◆ WHAT TO WORK ON ◆
Copy out, from the entries below, each line holding the string "query".

==*==

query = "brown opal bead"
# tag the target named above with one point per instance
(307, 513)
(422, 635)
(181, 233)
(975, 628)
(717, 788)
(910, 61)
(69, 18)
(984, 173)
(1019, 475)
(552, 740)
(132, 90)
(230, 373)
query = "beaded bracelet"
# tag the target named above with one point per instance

==*==

◆ ANSWER BOX ◆
query = "brown opal bead"
query = "beaded bracelet"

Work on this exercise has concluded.